_Page excerpt:_
'''

# New Outbacker



## Joonbee (Jan 18, 2008)

Hello all,

Just wanted to take a moment and introduce our new "joonbee" outbacker and he told me he can't wait to start camping and get his first rally under his belt ( or diaper, if you will ). He is mommy and daddy's first, so we are just trying to not break him.

James Leonard, 6 lbs. 13 oz. and 19in. long. Arrived 11/18/2008 at 8:13pm

Jim


----------



## rdvholtwood (Sep 18, 2008)

*Congratulations!!!!








*
*He is adorable!!!
*
*Best of Luck to you all and look forward to meeting him at the rally!*


----------



## hyewalt34 (May 9, 2004)

Wonderful, Congratulations!!!!!

Walter


----------



## Fanatical1 (Jan 9, 2006)

That's fantastic news! Congratulations on your new son.... It only get's better......


----------



## Sayonara (Jul 23, 2007)

*CONGRATULATIONS !!! Enjoy !*
Get some sleep


----------



## huntr70 (Jul 8, 2005)

Congrats Jim and Kristen!!

We look forward to seeing the new OB'er sometime!!

Now, don't forget to update that signature to include the little guy!!

Steve


----------



## ember (Jan 17, 2008)

That is one handsome Outbacker!! Enjoy every moment, even no ESPECIALLY the midnight feedings, etc, because before you know it he'll be grown and out on his own!! Ours is gonna be 24 YEARS in December, and swear to you it was just last week that we brought him home looking just like your little guy!!


----------



## disneykid (Nov 21, 2008)

Congrats!! He is beautiful !!!


----------



## dunn4 (Feb 16, 2008)

He is precious. Congratulations and all the best for your family. Before you know it you will be looking up at him, like I do with our son. The time goes by so quickly...

'''

_Dataset section:_
'''

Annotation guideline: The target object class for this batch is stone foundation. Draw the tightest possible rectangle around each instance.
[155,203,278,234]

'''

_Job 1:_
Update the forum thread about the new Outbacker, giving back the part between "Just wanted to" and "not break him.", inclusive, with "diaper" changed to "onesie".
_Job 2:_
Take the forum thread welcoming the new baby Outbacker further, picking up after its final reply.
None of the data is needed here.

_Written response 1:_
Just wanted to take a moment and introduce our new "joonbee" outbacker and he told me he can't wait to start camping and get his first rally under his belt ( or onesie, if you will ). He is mommy and daddy's first, so we are just trying to not break him.

_Written response 2:_
----------



## Path4ground (Sep 14, 2008)

Happy Birthday!!!


----------



## Camper Louise (Aug 7, 2004)

Congratulations! He is so lucky that from day one he will have camping stories. Jut wish I had not waited till my oldest was 9 to start!!!
They grow up so fast...enjoy every sweet moment.


----------



## skippershe (May 22, 2006)

Congratulations! 

He is a beautiful little boy!

Our son was a December baby...here's a tip...put the Christmas tree up early this year and park him right in front of it...

They just love to stare at the lights on the tree, it keeps them intrigued for hours


----------



## hpapa4 (Apr 11, 2007)

Congratulations on the new Outbacker. A real doll.


----------



## campfirenut (Aug 9, 2006)

CONGRADULATIONS!!!!!

Bob


----------



## Crismon4 (Jan 25, 2005)

Ahhhhhhh! What a cutie!!!!! Just love those little boys......







I'm sure you all are loving every moment! Congratulations!


----------



## Doxie-Doglover-Too (Jan 25, 2007)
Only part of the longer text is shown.